_DATASET RECORDS:_
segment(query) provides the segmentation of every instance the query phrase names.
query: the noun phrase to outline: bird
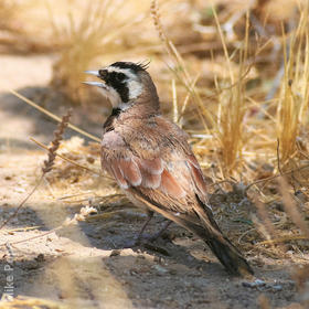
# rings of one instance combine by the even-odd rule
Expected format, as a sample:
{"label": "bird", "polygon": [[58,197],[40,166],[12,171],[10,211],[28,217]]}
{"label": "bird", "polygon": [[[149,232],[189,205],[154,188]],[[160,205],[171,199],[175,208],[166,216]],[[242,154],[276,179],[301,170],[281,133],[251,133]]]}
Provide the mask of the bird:
{"label": "bird", "polygon": [[214,219],[189,135],[161,115],[148,65],[115,62],[85,72],[99,81],[84,83],[96,86],[113,107],[103,127],[102,168],[136,206],[147,210],[146,225],[157,212],[203,239],[231,275],[253,275]]}

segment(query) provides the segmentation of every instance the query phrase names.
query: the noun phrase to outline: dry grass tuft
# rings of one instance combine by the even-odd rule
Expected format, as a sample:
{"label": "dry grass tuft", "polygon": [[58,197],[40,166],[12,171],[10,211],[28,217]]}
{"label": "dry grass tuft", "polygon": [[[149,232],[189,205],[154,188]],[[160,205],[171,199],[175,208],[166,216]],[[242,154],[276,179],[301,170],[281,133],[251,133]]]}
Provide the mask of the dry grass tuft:
{"label": "dry grass tuft", "polygon": [[297,138],[308,125],[309,102],[309,4],[300,8],[300,19],[284,39],[285,74],[278,104],[278,138],[283,166],[296,156]]}

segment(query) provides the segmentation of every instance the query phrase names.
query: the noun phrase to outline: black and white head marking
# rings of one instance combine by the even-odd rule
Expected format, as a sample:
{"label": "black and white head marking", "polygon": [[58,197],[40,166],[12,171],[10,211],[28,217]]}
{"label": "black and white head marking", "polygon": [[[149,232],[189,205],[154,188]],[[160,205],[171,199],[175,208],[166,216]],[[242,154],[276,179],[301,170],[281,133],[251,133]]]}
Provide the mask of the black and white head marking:
{"label": "black and white head marking", "polygon": [[145,71],[146,68],[146,64],[115,62],[99,71],[86,71],[86,73],[99,77],[104,83],[85,83],[98,86],[103,94],[110,100],[113,108],[125,110],[142,93],[143,86],[138,76],[138,72]]}

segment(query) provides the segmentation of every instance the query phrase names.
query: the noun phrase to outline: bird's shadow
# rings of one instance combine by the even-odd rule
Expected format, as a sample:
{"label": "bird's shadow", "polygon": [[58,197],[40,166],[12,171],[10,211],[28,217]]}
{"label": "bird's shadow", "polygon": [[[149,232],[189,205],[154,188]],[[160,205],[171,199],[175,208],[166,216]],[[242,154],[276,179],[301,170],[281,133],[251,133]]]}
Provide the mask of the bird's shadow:
{"label": "bird's shadow", "polygon": [[[145,239],[136,244],[137,235],[146,219],[146,215],[139,212],[136,212],[135,217],[134,212],[131,212],[129,217],[79,222],[79,228],[86,235],[90,247],[110,251],[110,256],[115,252],[131,248],[135,253],[145,253],[158,260],[164,259],[172,264],[182,264],[189,268],[205,269],[205,271],[211,267],[212,271],[215,270],[222,273],[222,275],[226,275],[224,268],[215,260],[212,253],[206,248],[206,245],[174,223],[154,242]],[[147,226],[146,235],[153,235],[164,223],[162,216],[154,215]],[[78,235],[75,238],[74,234],[66,234],[66,231],[58,232],[58,234],[79,242]],[[194,255],[192,252],[194,252]],[[200,256],[202,257],[200,258]]]}

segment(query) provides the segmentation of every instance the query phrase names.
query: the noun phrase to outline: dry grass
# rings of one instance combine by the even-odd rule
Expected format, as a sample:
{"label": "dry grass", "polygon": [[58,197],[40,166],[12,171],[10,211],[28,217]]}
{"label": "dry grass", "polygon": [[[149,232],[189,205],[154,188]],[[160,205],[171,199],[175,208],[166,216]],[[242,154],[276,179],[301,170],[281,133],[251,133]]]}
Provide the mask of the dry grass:
{"label": "dry grass", "polygon": [[[140,8],[132,1],[78,3],[83,10],[64,12],[64,22],[51,9],[53,40],[62,46],[52,87],[71,102],[87,105],[93,94],[81,86],[85,70],[114,61],[152,58],[150,71],[163,111],[190,134],[210,190],[217,189],[225,198],[232,192],[238,199],[232,201],[237,207],[232,213],[217,211],[221,222],[252,221],[231,232],[231,237],[252,255],[286,257],[288,244],[289,249],[308,254],[308,245],[299,245],[308,241],[309,233],[303,220],[309,203],[308,1],[290,1],[280,14],[274,13],[276,1],[271,6],[256,1],[255,7],[246,2],[245,9],[237,1],[209,7],[204,1],[152,0],[150,8],[141,2]],[[178,8],[180,15],[185,12],[187,19],[175,20],[171,8]],[[124,10],[128,14],[121,14]],[[61,191],[65,180],[68,190],[72,178],[82,173],[81,167],[79,180],[92,177],[85,170],[96,173],[99,163],[94,169],[85,161],[92,151],[81,146],[77,154],[60,154],[66,162],[56,164],[50,185]],[[280,174],[286,179],[278,181]],[[106,181],[106,185],[114,184]],[[75,201],[74,194],[67,203]],[[255,209],[242,209],[247,198],[256,201]],[[77,278],[67,260],[55,267]],[[100,268],[97,262],[90,267]],[[78,292],[65,276],[58,279],[64,290],[68,287],[67,294]],[[122,292],[116,284],[114,291]],[[265,297],[259,303],[269,308]]]}

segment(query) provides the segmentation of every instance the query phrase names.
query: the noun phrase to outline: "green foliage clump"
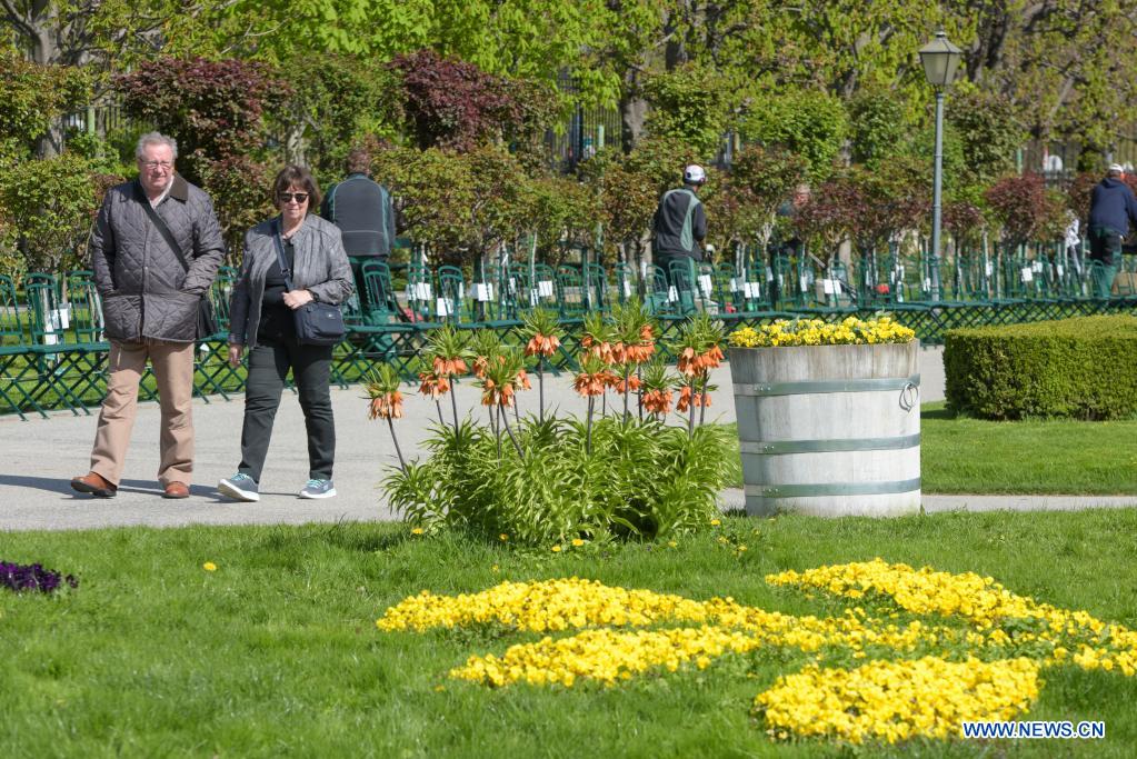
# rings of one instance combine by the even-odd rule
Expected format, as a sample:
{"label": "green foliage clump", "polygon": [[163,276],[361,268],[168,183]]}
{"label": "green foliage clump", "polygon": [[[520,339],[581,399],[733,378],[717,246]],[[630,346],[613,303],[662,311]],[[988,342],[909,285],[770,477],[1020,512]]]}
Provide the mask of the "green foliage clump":
{"label": "green foliage clump", "polygon": [[952,330],[948,408],[986,419],[1137,415],[1137,318],[1088,316]]}
{"label": "green foliage clump", "polygon": [[78,268],[102,193],[119,181],[72,152],[11,166],[0,176],[0,208],[18,231],[23,255],[13,268]]}
{"label": "green foliage clump", "polygon": [[645,85],[653,108],[645,125],[648,133],[713,156],[727,128],[723,84],[713,70],[694,65],[653,76]]}
{"label": "green foliage clump", "polygon": [[607,417],[592,425],[591,453],[582,420],[529,418],[514,432],[523,456],[468,419],[437,427],[431,457],[387,477],[392,508],[523,544],[657,537],[709,525],[729,479],[729,434],[714,425],[688,434]]}
{"label": "green foliage clump", "polygon": [[877,168],[906,134],[904,102],[895,92],[866,90],[848,105],[853,160]]}
{"label": "green foliage clump", "polygon": [[90,75],[78,66],[40,66],[0,52],[0,156],[31,155],[66,108],[84,102]]}
{"label": "green foliage clump", "polygon": [[832,170],[847,132],[845,106],[818,90],[790,90],[764,98],[742,120],[747,141],[799,155],[810,164],[812,180],[822,180]]}

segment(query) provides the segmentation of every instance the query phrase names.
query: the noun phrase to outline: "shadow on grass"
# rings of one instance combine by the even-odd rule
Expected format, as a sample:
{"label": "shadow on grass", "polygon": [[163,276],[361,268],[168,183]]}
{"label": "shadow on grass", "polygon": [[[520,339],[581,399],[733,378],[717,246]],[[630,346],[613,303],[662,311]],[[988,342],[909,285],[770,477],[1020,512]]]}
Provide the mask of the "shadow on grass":
{"label": "shadow on grass", "polygon": [[920,411],[921,419],[964,419],[964,415],[948,409],[946,406],[938,408],[926,408]]}
{"label": "shadow on grass", "polygon": [[[347,528],[350,526],[350,529]],[[297,528],[281,525],[259,541],[266,551],[302,551],[314,543],[359,553],[375,553],[397,548],[407,542],[406,531],[393,532],[389,523],[335,522],[332,524],[306,524]]]}

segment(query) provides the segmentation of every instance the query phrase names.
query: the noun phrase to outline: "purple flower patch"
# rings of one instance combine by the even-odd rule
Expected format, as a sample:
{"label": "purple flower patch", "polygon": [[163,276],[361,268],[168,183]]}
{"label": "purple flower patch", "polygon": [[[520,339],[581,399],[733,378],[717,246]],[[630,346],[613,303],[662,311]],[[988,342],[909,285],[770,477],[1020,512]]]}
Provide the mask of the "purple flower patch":
{"label": "purple flower patch", "polygon": [[59,586],[67,583],[72,587],[78,587],[78,581],[74,575],[64,577],[58,572],[44,569],[40,564],[9,564],[0,561],[0,587],[7,587],[15,593],[23,591],[40,591],[51,593],[59,590]]}

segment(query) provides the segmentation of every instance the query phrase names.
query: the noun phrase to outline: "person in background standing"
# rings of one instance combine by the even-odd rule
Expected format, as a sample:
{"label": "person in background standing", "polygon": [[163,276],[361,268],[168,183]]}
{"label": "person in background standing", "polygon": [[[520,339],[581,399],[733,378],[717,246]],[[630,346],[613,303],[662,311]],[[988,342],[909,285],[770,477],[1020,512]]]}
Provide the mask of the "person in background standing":
{"label": "person in background standing", "polygon": [[363,264],[387,262],[395,244],[395,206],[391,193],[371,178],[371,156],[354,148],[346,161],[347,178],[333,184],[321,206],[319,215],[340,227],[343,250],[351,262],[351,274],[364,312],[391,308],[392,303],[372,303],[363,281]]}
{"label": "person in background standing", "polygon": [[177,174],[177,143],[139,137],[139,178],[107,191],[91,232],[91,268],[110,355],[91,470],[72,490],[114,498],[149,359],[161,406],[164,498],[188,498],[193,474],[193,345],[198,310],[225,256],[209,195]]}
{"label": "person in background standing", "polygon": [[1129,235],[1130,220],[1137,224],[1137,198],[1124,176],[1124,168],[1113,164],[1089,197],[1090,273],[1098,298],[1113,294],[1113,280],[1121,266],[1121,241]]}
{"label": "person in background standing", "polygon": [[291,370],[308,432],[308,482],[299,497],[333,498],[333,347],[301,345],[292,311],[313,300],[342,303],[351,294],[351,267],[339,228],[309,211],[319,205],[319,187],[308,169],[285,166],[273,182],[272,197],[281,212],[244,234],[241,276],[230,305],[229,361],[236,367],[248,349],[249,377],[241,464],[217,490],[239,501],[260,500],[273,422]]}
{"label": "person in background standing", "polygon": [[[703,167],[691,164],[683,169],[683,186],[663,193],[655,209],[652,259],[666,274],[669,285],[677,284],[671,276],[673,261],[690,266],[703,260],[698,243],[707,236],[707,215],[698,193],[706,181]],[[690,282],[695,282],[694,269]]]}

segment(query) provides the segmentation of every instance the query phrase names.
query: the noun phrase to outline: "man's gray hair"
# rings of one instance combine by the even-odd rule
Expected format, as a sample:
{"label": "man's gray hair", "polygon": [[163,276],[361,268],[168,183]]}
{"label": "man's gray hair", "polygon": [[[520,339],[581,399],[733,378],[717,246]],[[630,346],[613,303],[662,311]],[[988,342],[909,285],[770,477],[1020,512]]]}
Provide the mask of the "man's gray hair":
{"label": "man's gray hair", "polygon": [[177,158],[177,141],[174,137],[167,137],[161,132],[147,132],[139,137],[139,144],[134,149],[134,157],[142,160],[142,151],[146,150],[147,145],[168,145],[174,151],[174,158]]}

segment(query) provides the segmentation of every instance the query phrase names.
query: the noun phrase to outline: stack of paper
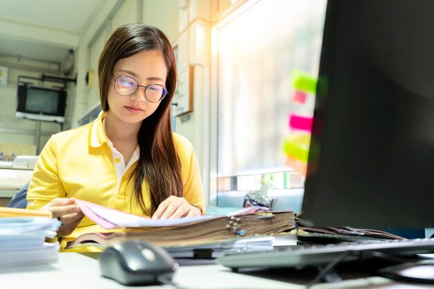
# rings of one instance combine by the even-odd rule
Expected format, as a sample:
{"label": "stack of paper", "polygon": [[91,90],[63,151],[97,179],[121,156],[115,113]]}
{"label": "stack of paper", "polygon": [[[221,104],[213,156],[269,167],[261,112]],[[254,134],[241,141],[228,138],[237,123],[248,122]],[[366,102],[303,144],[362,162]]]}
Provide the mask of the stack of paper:
{"label": "stack of paper", "polygon": [[0,268],[56,262],[59,245],[45,242],[60,226],[45,217],[0,218]]}
{"label": "stack of paper", "polygon": [[[104,247],[130,240],[144,240],[162,246],[189,246],[227,238],[263,236],[295,227],[293,212],[268,211],[262,207],[243,208],[225,216],[153,220],[81,200],[76,202],[87,218],[105,229],[80,235],[68,242],[66,249],[89,245]],[[258,209],[266,211],[255,211]]]}

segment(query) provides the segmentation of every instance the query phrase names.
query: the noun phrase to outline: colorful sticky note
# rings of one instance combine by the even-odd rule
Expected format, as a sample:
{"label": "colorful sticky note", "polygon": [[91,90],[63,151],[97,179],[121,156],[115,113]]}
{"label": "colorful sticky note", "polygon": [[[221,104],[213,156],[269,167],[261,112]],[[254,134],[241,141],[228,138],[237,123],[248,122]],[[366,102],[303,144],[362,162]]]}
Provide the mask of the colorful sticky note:
{"label": "colorful sticky note", "polygon": [[284,140],[283,151],[288,157],[307,163],[310,141],[309,134],[288,137]]}
{"label": "colorful sticky note", "polygon": [[291,73],[291,85],[295,89],[315,94],[318,78],[307,72],[294,69]]}
{"label": "colorful sticky note", "polygon": [[306,98],[307,98],[307,94],[300,90],[297,90],[293,97],[293,101],[295,103],[300,103],[304,104],[306,103]]}
{"label": "colorful sticky note", "polygon": [[289,127],[311,132],[312,131],[312,117],[291,114],[289,116]]}

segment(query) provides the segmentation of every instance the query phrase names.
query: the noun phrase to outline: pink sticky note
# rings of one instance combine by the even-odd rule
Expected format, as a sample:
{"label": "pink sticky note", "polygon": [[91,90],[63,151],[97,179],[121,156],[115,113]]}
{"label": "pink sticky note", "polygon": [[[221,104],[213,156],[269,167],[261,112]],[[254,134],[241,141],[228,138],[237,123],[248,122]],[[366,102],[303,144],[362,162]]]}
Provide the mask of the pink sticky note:
{"label": "pink sticky note", "polygon": [[306,98],[307,98],[307,94],[306,92],[297,90],[295,91],[295,94],[294,94],[294,96],[293,97],[293,100],[296,103],[304,104],[306,103]]}
{"label": "pink sticky note", "polygon": [[292,114],[289,117],[289,127],[297,130],[312,131],[312,117]]}

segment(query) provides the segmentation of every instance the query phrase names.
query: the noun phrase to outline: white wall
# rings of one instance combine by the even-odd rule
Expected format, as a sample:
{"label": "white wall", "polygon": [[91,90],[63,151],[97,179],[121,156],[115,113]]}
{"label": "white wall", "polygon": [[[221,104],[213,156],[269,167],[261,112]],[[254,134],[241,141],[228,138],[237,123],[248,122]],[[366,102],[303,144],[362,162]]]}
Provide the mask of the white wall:
{"label": "white wall", "polygon": [[[39,148],[40,150],[50,136],[60,130],[60,125],[15,117],[18,76],[41,78],[42,73],[53,75],[56,71],[58,71],[59,65],[25,58],[6,57],[0,57],[0,63],[2,66],[8,67],[8,84],[0,86],[0,143],[34,145],[37,150]],[[44,85],[51,83],[46,82]],[[37,125],[40,125],[40,130],[43,135],[36,139]],[[36,151],[37,152],[39,152]]]}

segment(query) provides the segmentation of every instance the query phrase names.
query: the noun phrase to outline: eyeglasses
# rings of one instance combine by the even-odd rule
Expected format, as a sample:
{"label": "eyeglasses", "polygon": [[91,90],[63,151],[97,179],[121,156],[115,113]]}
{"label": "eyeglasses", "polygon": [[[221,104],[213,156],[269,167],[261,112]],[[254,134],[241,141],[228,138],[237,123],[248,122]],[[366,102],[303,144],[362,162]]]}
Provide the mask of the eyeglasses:
{"label": "eyeglasses", "polygon": [[139,85],[137,81],[129,76],[119,76],[114,80],[114,90],[121,96],[128,96],[136,92],[139,87],[145,90],[145,98],[151,103],[161,101],[167,94],[167,89],[160,85]]}

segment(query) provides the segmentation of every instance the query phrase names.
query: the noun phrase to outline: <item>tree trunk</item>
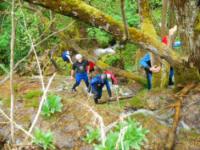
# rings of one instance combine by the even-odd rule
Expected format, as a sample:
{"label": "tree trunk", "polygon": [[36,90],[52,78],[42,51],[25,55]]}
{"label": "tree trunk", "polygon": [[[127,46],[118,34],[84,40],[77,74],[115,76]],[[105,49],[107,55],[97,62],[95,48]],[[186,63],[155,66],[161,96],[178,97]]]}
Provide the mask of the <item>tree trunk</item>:
{"label": "tree trunk", "polygon": [[[141,17],[141,30],[151,36],[154,39],[157,39],[157,33],[153,26],[151,16],[150,16],[150,9],[149,9],[149,2],[148,0],[139,0],[139,11]],[[159,50],[158,50],[159,51]],[[160,66],[161,59],[160,57],[151,53],[151,65],[152,66]],[[152,77],[152,88],[160,87],[161,86],[161,76],[162,72],[153,73]]]}
{"label": "tree trunk", "polygon": [[[196,0],[174,0],[174,8],[178,31],[183,43],[182,52],[187,62],[184,68],[176,67],[175,80],[177,83],[199,81],[200,28],[198,26],[200,26],[200,7]],[[188,69],[187,67],[192,68]]]}
{"label": "tree trunk", "polygon": [[[92,26],[104,29],[111,33],[116,39],[123,41],[124,26],[123,23],[115,21],[111,16],[104,14],[100,10],[87,5],[81,0],[25,0],[27,2],[41,5],[45,8],[51,9],[54,12],[71,16],[79,19],[83,22],[89,23]],[[165,45],[161,44],[155,38],[143,33],[136,28],[129,28],[130,42],[138,43],[145,49],[151,51],[155,55],[159,55],[161,58],[166,59],[172,65],[180,65],[180,61],[177,59],[178,54],[168,49]]]}
{"label": "tree trunk", "polygon": [[[123,23],[115,21],[111,16],[108,16],[101,12],[100,10],[87,5],[85,2],[81,0],[25,0],[27,2],[41,5],[45,8],[49,8],[54,12],[71,16],[73,18],[79,19],[80,21],[83,21],[85,23],[89,23],[92,26],[99,27],[101,29],[104,29],[105,31],[111,33],[116,39],[123,41],[123,34],[124,34],[124,26]],[[189,41],[190,44],[184,43],[184,51],[186,52],[187,47],[192,47],[189,49],[189,53],[193,53],[191,55],[191,58],[194,58],[194,54],[198,54],[198,57],[195,57],[194,61],[190,61],[193,64],[195,64],[198,68],[197,63],[200,61],[200,55],[199,55],[199,32],[194,35],[194,29],[191,25],[191,22],[195,23],[197,22],[196,29],[199,31],[198,28],[198,18],[197,14],[199,13],[199,8],[197,8],[196,2],[194,4],[195,0],[176,0],[175,1],[175,8],[177,13],[177,19],[178,22],[180,22],[180,32],[183,36],[181,36],[182,41]],[[187,5],[186,5],[187,4]],[[188,4],[190,4],[190,7],[187,8]],[[185,6],[186,5],[186,6]],[[195,5],[195,7],[194,7]],[[144,5],[145,6],[145,5]],[[194,9],[191,7],[193,6]],[[187,12],[187,13],[186,13]],[[183,15],[182,15],[183,14]],[[189,15],[187,15],[189,14]],[[142,16],[148,16],[148,13],[144,11],[144,14]],[[180,21],[179,21],[180,20]],[[189,20],[189,21],[188,21]],[[196,20],[196,21],[195,21]],[[186,21],[187,23],[185,23]],[[194,24],[192,24],[194,25]],[[168,63],[170,63],[171,66],[173,66],[177,71],[177,74],[183,69],[188,70],[187,72],[190,72],[186,66],[185,63],[183,63],[181,57],[179,54],[174,52],[173,50],[166,47],[164,44],[161,44],[161,42],[156,39],[155,37],[150,36],[147,33],[144,33],[142,31],[139,31],[133,27],[129,28],[129,41],[135,42],[141,45],[144,49],[147,49],[148,51],[152,52],[155,55],[160,56],[162,59],[165,59]],[[186,30],[186,33],[184,31]],[[188,35],[187,35],[188,34]],[[187,40],[183,40],[183,39]],[[194,43],[195,42],[195,43]],[[192,44],[194,45],[192,45]],[[193,56],[193,57],[192,57]],[[188,65],[188,64],[187,64]],[[191,65],[190,65],[191,66]],[[193,68],[192,70],[197,70],[196,68]],[[195,74],[192,77],[199,81],[199,76],[197,71],[194,71]],[[175,72],[176,73],[176,72]],[[182,74],[182,76],[186,76],[186,78],[190,78],[190,75]],[[188,76],[188,77],[187,77]],[[177,80],[180,81],[180,80]]]}
{"label": "tree trunk", "polygon": [[167,35],[167,6],[168,0],[162,0],[161,37]]}

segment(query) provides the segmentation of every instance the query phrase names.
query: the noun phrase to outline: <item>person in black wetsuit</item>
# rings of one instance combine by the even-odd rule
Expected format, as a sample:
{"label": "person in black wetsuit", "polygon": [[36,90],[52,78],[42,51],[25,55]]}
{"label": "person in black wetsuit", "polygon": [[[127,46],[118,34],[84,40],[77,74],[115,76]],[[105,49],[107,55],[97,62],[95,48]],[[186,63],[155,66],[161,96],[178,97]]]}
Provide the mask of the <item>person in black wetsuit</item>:
{"label": "person in black wetsuit", "polygon": [[72,87],[72,92],[76,91],[76,87],[80,85],[82,80],[84,80],[87,88],[89,88],[88,74],[90,69],[87,69],[89,62],[84,60],[81,54],[77,54],[75,57],[77,61],[72,66],[71,79],[73,80],[75,75],[76,82]]}

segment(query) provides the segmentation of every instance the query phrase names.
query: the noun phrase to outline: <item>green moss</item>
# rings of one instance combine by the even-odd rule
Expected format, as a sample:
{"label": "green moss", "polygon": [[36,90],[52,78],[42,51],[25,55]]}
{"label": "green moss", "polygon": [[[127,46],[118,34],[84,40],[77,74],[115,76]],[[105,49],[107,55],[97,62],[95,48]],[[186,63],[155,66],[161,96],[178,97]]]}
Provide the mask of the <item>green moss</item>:
{"label": "green moss", "polygon": [[30,99],[33,99],[33,98],[40,97],[41,95],[42,95],[42,91],[33,90],[33,91],[29,91],[28,93],[26,93],[24,95],[24,98],[30,100]]}
{"label": "green moss", "polygon": [[38,106],[39,106],[39,98],[33,98],[29,101],[25,101],[25,107],[37,108]]}
{"label": "green moss", "polygon": [[148,93],[147,90],[142,90],[134,98],[132,98],[132,100],[130,100],[130,104],[134,108],[144,108],[146,105],[145,97],[146,97],[147,93]]}

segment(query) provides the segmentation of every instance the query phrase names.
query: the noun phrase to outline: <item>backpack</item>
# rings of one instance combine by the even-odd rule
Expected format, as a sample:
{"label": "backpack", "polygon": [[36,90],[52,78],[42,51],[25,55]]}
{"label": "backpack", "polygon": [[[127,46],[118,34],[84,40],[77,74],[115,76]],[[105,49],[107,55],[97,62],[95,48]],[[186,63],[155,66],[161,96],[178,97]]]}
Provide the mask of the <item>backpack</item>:
{"label": "backpack", "polygon": [[61,55],[63,61],[69,62],[68,56],[69,56],[69,51],[64,51],[64,52],[62,53],[62,55]]}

_PROBLEM DESCRIPTION:_ Gather every line from the rows above that contains the string "gray". Case counts.

_THE OUTPUT:_
query: the noun phrase to outline: "man's gray hair"
{"label": "man's gray hair", "polygon": [[163,276],[361,268],[168,183]]}
{"label": "man's gray hair", "polygon": [[[520,339],[581,399],[733,378],[717,246]],[[630,346],[613,303],[662,311]],[[988,342],[909,285],[770,477],[1020,512]]]}
Provide the mask of the "man's gray hair":
{"label": "man's gray hair", "polygon": [[177,158],[177,141],[174,137],[167,137],[161,132],[147,132],[139,137],[139,144],[134,149],[134,157],[142,160],[142,151],[146,150],[147,145],[168,145],[174,151],[174,158]]}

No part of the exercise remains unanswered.